◆ **Extracted entries**
START
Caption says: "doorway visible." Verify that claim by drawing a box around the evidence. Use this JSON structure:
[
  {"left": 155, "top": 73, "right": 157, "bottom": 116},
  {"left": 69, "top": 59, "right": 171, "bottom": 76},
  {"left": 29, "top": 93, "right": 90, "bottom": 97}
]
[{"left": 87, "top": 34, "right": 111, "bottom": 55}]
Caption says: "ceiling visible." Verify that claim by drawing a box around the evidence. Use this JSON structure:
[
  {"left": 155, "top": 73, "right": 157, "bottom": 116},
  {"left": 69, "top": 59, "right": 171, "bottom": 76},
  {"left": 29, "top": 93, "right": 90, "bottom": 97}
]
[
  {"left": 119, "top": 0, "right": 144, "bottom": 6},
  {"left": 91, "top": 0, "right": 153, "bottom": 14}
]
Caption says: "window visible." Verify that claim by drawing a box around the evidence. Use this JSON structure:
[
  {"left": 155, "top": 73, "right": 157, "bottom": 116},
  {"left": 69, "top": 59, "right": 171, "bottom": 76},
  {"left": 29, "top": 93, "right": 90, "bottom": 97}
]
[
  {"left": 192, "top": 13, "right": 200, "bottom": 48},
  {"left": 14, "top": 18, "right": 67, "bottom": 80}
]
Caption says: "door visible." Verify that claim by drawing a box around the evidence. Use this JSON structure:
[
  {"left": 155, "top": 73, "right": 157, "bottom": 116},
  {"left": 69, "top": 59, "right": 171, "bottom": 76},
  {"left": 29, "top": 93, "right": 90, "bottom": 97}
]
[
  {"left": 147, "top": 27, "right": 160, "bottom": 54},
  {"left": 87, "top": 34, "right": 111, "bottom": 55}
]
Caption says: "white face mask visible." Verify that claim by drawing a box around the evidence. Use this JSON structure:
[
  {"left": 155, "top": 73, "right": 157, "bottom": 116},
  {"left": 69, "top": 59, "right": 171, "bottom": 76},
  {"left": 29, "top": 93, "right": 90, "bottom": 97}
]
END
◆ **The exercise**
Reproduce the whole listing above, requests and all, adding 68 to every bounding-box coordinate in the answers and leaving the requests and their sample JSON unchanged.

◆ **Solution to the exercise**
Caption says: "doorway visible." Verify that claim by drawing a box around the evidence. Use this JSON structure:
[
  {"left": 155, "top": 73, "right": 157, "bottom": 116},
  {"left": 69, "top": 59, "right": 171, "bottom": 76},
  {"left": 29, "top": 93, "right": 90, "bottom": 97}
]
[{"left": 155, "top": 102, "right": 179, "bottom": 123}]
Caption says: "ceiling visible." Verify that claim by drawing a box around the evidence. Use this JSON structure:
[
  {"left": 155, "top": 73, "right": 157, "bottom": 116},
  {"left": 69, "top": 59, "right": 171, "bottom": 76},
  {"left": 29, "top": 93, "right": 90, "bottom": 97}
]
[
  {"left": 187, "top": 68, "right": 212, "bottom": 74},
  {"left": 159, "top": 68, "right": 221, "bottom": 82}
]
Caption says: "window visible." Verify that claim by drawing a box around the evidence. Use this JSON structure:
[
  {"left": 155, "top": 73, "right": 157, "bottom": 116},
  {"left": 69, "top": 59, "right": 171, "bottom": 76},
  {"left": 29, "top": 93, "right": 90, "bottom": 97}
]
[
  {"left": 260, "top": 81, "right": 268, "bottom": 116},
  {"left": 82, "top": 86, "right": 135, "bottom": 148}
]
Caption says: "door visible." Verify that claim by drawing a box around the evidence. Use this JSON structure:
[
  {"left": 155, "top": 73, "right": 157, "bottom": 116},
  {"left": 69, "top": 59, "right": 171, "bottom": 76},
  {"left": 29, "top": 93, "right": 90, "bottom": 97}
]
[
  {"left": 215, "top": 95, "right": 228, "bottom": 122},
  {"left": 155, "top": 102, "right": 179, "bottom": 123}
]
Caption says: "white face mask visible." Verify that claim by drawing a box around the evidence. Use this JSON structure:
[
  {"left": 155, "top": 73, "right": 157, "bottom": 116},
  {"left": 69, "top": 59, "right": 171, "bottom": 76},
  {"left": 29, "top": 93, "right": 90, "bottom": 97}
]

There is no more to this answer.